* _Segment de texte_:
################

Mais où en est le Liban ?

French President Emmanuel Macron and Saad al-Hariri, who announced his resignation as Lebanon's prime minister while on a visit to Saudi Arabia, react on the steps of the Elysee Palace in Paris, France, November 18, 2017. REUTERS/Benoit Tessier

Ce mercredi 22 novembre le Liban fête son indépendance. Pourtant un certain nombre d’observateurs se posent justement la question de l’indépendance internationale de ce pays multiculturel et tri-confessionnel. Désormais le pays possède un premier ministre qui n’a démissionné qu’officieusement. Démissionnaire depuis le 4 novembre, Saad Hariri se rendra tout de même à cette fête nationale. Il ne faut pas aussi oublier qu’aux frontières libanaises la guerre syrienne fait rage et qu’elle lui envoi plus d’un million de réfugiés. Le Liban est donc (de nouveau) dans une situation d’instabilité.

Sans revenir sur sa riche histoire, il faut savoir que le Liban est connu pour sa complexité géopolitique dû à son emplacement et à sa composition ethnique. Pour commercer, d’un point de vue géographique elle se situe à un carrefour stratégique entre la Méditerranée, Israël et la Syrie. C’est un pays très petit d’une superficie de presque 10 500 km² soit l’équivalent du gros quart de notre nouvelle région Auvergne-Rhône-Alpes. Pourtant ce pays de 6 million d’habitants continue d’accueillir des réfugiés de la guerre en Syrie au risque de briser son fragile équilibre. Le dernier recensement du HCR ci-dessous, prouve bien le risque d’implosion, déjà défendu par la classe politique et intellectuelle du pays.

http://maps.unhcr.org/en/resource?id=3425

Ce risque de déstabilisation ne s’explique pas que par la proximité de la guerre syrienne. La situation interne reste fragile par « l’entente » qui règne dans le pays depuis l’accord de Taëf de 1989. Pour simplifier, la diversité de ce pays (18 religions reconnues officiellement) se résume à deux grands groupes : les chrétiens d’un côté avec 40% de la population et les musulmans de l’autre avec une représentation de 59%. Concernant ces derniers et en excluant les Druzes, nous retrouvons une proportion de 27,3 % de sunnites et de 67,4% de chiites. C’est sur cette cohabitation que s’exacerbe aujourd’hui les tensions politiques.

Le Liban d’aujourd’hui existe donc grâce à un partage des pouvoirs clairs : le Premier ministre doit être sunnite et il est responsable devant les députés ainsi que le président de l’Assemblée nationale, qui lui doit être chiite. Pour finir le vice-premier ministre et le porte-parole du gouvernement sont des chrétiens orthodoxes.

Ce fragile accord politique aurait pu tenir s’il n’y avait pas sur le Liban de fortes influences externes. Pour commencer, historiquement c’est un pays proche des anciennes forces tutélaires que sont la France et l’Angleterre. Par la suite, la Syrie de Bachar el-Assad a toujours eu une place de choix dans la politique chiite du pays. Aujourd’hui c’est la résurgence des tensions entre l’Arabie Saoudite (sunnite) et l’Iran (chiite) qui entache la politique interne du Liban. Ce dernier fait plutôt parti de la sphère d’influence iranienne. Celle-ci s’heurte au fil de son expansion vers le Liban, la Syrie, Gaza, le Yémen, voire le Bahreïn, aux intérêts de l’Arabie Saoudite. Ryad et Téhéran sont donc clairement en train de mener une guerre par procuration, le Yémen en est le meilleur exemple.

################

* _Exercices à réaliser_:
a) Dites si chaque affirmation concorde avec le texte sur le Liban : (i) Saad Hariri est démissionnaire depuis le 4 novembre ; (ii) le président de l'Assemblée nationale doit être sunnite ; (iii) le Liban appartient plutôt à la sphère d'influence saoudienne. Répondez par oui ou non et citez les mots exacts du texte qui le prouvent.
b) Reprenez mot pour mot le passage du texte sur le Liban qui va de « Le Liban d’aujourd’hui » à « des chrétiens orthodoxes. ».
c) Poursuivez le texte sur le Liban à partir de sa dernière phrase.
Les données ne sont d'aucune utilité ici.

* _Segment de données_:
################

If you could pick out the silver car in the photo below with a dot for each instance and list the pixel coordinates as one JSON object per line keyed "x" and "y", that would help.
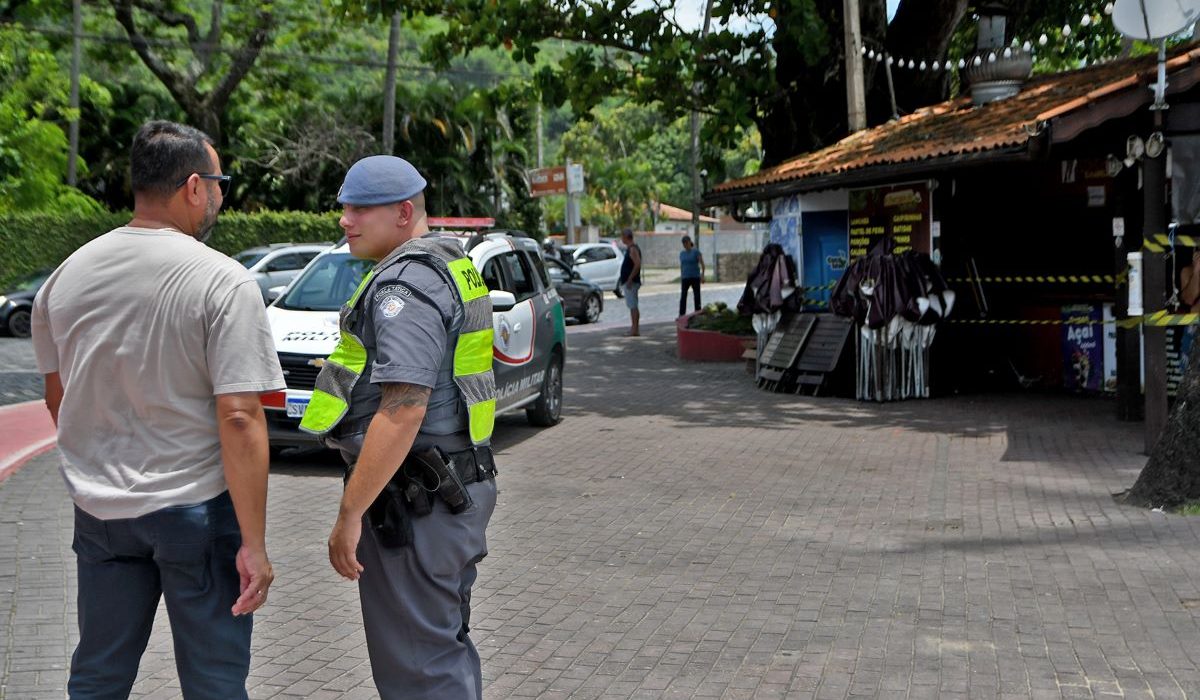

################

* _Réponses attendues_:
a)
(i) Oui : « Démissionnaire depuis le 4 novembre, Saad Hariri se rendra tout de même à cette fête nationale. »
(ii) Non : « le président de l’Assemblée nationale, qui lui doit être chiite »
(iii) Non : « Ce dernier fait plutôt parti de la sphère d’influence iranienne. »

b)
Le Liban d’aujourd’hui existe donc grâce à un partage des pouvoirs clairs : le Premier ministre doit être sunnite et il est responsable devant les députés ainsi que le président de l’Assemblée nationale, qui lui doit être chiite. Pour finir le vice-premier ministre et le porte-parole du gouvernement sont des chrétiens orthodoxes.

c)
Or, la démission du premier ministre Saad Hariri le 4 novembre a replongé le pays dans une crise internationale. Cette décision surprise s’explique par la situation personnelle de Saad Hariri. Il possède la nationalité saoudienne, libanaise et française. Mais il est plutôt un défenseur de l’arc arabo-sunnite dans un pays convoité par les chiites, avec en première ligne l’Iran et le Hezbollah. Saad Hariri se considère donc comme en danger de mort. Il ne fait effectivement aucun doute que le Hezbollah est aujourd’hui au centre de la crise politique libanaise. Certains pensent que toute solution libanaise excluant ce parti serait inéluctablement vouée à l’échec, puisqu’il représente les chiites. D’autres considèrent que le Liban serait en paix, si on parvenait à une démilitarisation totale du Hezbollah.

Quoi qu’il en soit c’est par ce jeu diplomatique que Saad Hariri s’est retrouvé en danger et a dû démissionner sous la pression de Ryad. Après un passage de deux semaines en Arabie Saoudite considéré comme douteux – le fait qu’il ne soit pas revenu au Liban pour remettre par écrit sa démission au président, comme le veut la tradition, ont fait l’objet d’intenses spéculations – l’ex premier ministre a pu se réfugier en France où le président Macron l’avait convié. Le but de cette manœuvre était d’apaiser les tensions dans la région qui était encore monté d’un cran ce week-end. Saad Hariri a néanmoins quitté la France pour l’Egypte dans l’optique d’y rencontrer le président Abdel Fattah al-Sissi. L’entretien entre Saad Hariri et Abdel Fattah al-Sissi est d’autant plus important qu’il interviendra deux jours après l’adoption de la Ligue Arabe d’un communiqué qualifiant le Hezbollah d’organisation terroriste.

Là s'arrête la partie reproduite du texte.